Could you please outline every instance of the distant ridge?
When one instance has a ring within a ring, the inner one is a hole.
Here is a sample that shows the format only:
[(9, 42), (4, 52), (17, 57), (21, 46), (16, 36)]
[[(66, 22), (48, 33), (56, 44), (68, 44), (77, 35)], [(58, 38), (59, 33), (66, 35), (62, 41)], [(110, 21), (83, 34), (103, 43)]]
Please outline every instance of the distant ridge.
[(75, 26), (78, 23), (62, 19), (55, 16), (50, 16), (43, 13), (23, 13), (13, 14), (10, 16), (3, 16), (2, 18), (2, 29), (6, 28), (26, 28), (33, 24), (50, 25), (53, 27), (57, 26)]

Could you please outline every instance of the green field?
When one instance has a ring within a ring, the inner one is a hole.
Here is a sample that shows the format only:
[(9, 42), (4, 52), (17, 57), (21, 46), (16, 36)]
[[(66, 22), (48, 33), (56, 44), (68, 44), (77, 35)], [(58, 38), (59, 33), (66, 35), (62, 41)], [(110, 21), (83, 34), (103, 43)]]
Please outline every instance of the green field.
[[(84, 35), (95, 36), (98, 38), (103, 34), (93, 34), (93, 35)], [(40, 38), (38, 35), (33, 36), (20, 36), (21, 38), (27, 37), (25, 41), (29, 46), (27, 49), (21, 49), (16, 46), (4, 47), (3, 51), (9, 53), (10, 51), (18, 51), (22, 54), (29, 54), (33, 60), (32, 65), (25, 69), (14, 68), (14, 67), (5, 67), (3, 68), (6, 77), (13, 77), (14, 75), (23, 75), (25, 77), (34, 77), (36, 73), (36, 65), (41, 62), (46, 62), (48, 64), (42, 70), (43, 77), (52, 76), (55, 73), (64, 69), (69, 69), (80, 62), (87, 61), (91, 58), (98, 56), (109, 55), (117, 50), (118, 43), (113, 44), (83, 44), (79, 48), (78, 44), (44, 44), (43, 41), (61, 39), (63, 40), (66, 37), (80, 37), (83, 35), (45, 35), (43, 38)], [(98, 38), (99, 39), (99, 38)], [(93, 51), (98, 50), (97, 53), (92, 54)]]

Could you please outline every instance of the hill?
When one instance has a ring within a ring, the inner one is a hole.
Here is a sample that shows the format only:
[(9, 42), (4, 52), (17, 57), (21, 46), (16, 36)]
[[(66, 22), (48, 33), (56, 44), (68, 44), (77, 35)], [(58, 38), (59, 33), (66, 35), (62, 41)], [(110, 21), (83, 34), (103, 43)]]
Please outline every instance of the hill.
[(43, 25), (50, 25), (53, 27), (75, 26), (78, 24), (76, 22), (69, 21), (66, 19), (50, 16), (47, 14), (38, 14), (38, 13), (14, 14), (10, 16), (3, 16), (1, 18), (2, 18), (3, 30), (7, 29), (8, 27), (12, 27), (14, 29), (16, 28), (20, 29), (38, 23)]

——————————

Compito:
Ricopia tutte le righe dell'elenco qui sopra, identiche e dalla prima all'ultima.

Soluzione:
Could you please outline every instance of the distant ridge?
When one instance has a ring within a ring, the inner one is a hole.
Here is a sample that shows the format only:
[(9, 42), (4, 52), (17, 57), (21, 46), (16, 36)]
[[(66, 22), (48, 33), (56, 44), (68, 44), (77, 35)], [(58, 38), (59, 33), (66, 35), (62, 41)], [(110, 21), (83, 34), (103, 43)]]
Please outline every instance of the distant ridge.
[(75, 26), (78, 23), (62, 19), (55, 16), (50, 16), (43, 13), (23, 13), (13, 14), (10, 16), (3, 16), (2, 18), (2, 29), (6, 28), (26, 28), (33, 24), (50, 25), (53, 27), (57, 26)]

Could you please outline every instance of the green field?
When one instance has a ring within a ring, the inner one is a hole.
Here is a sample that shows the format only:
[(9, 42), (4, 52), (17, 57), (21, 46), (16, 36)]
[[(66, 22), (48, 33), (56, 44), (68, 44), (77, 35)], [(58, 38), (59, 33), (66, 35), (62, 41)], [(110, 21), (83, 34), (103, 43)]]
Please outline every instance of the green field.
[[(84, 35), (95, 36), (98, 38), (103, 34), (93, 34), (93, 35)], [(40, 38), (38, 35), (33, 36), (20, 36), (21, 38), (27, 37), (25, 41), (29, 46), (27, 49), (21, 49), (16, 46), (4, 47), (3, 51), (9, 53), (10, 51), (18, 51), (22, 54), (29, 54), (33, 60), (32, 65), (25, 69), (14, 68), (14, 67), (5, 67), (3, 68), (6, 77), (13, 77), (14, 75), (23, 75), (25, 77), (34, 77), (36, 73), (36, 65), (41, 62), (46, 62), (48, 64), (42, 70), (43, 77), (52, 76), (55, 73), (64, 69), (69, 69), (80, 62), (87, 61), (91, 58), (98, 56), (109, 55), (117, 50), (118, 43), (113, 44), (83, 44), (79, 48), (78, 44), (44, 44), (43, 41), (61, 39), (63, 40), (66, 37), (80, 37), (83, 35), (45, 35), (43, 38)], [(98, 38), (99, 39), (99, 38)], [(93, 51), (98, 50), (97, 53), (92, 54)]]

Could you please outline every instance of the hill?
When one instance has a ring within a ring, the inner one is a hole.
Here is a sample that shows the format only:
[(9, 42), (4, 52), (17, 57), (21, 46), (16, 36)]
[[(66, 22), (48, 33), (56, 44), (68, 44), (77, 35)], [(58, 38), (59, 33), (66, 35), (62, 41)], [(110, 21), (83, 34), (103, 43)]]
Please outline every instance of the hill.
[(43, 25), (50, 25), (53, 27), (75, 26), (78, 24), (76, 22), (69, 21), (66, 19), (50, 16), (47, 14), (38, 14), (38, 13), (14, 14), (10, 16), (3, 16), (1, 18), (2, 18), (3, 30), (7, 29), (8, 27), (12, 27), (14, 29), (16, 28), (20, 29), (38, 23)]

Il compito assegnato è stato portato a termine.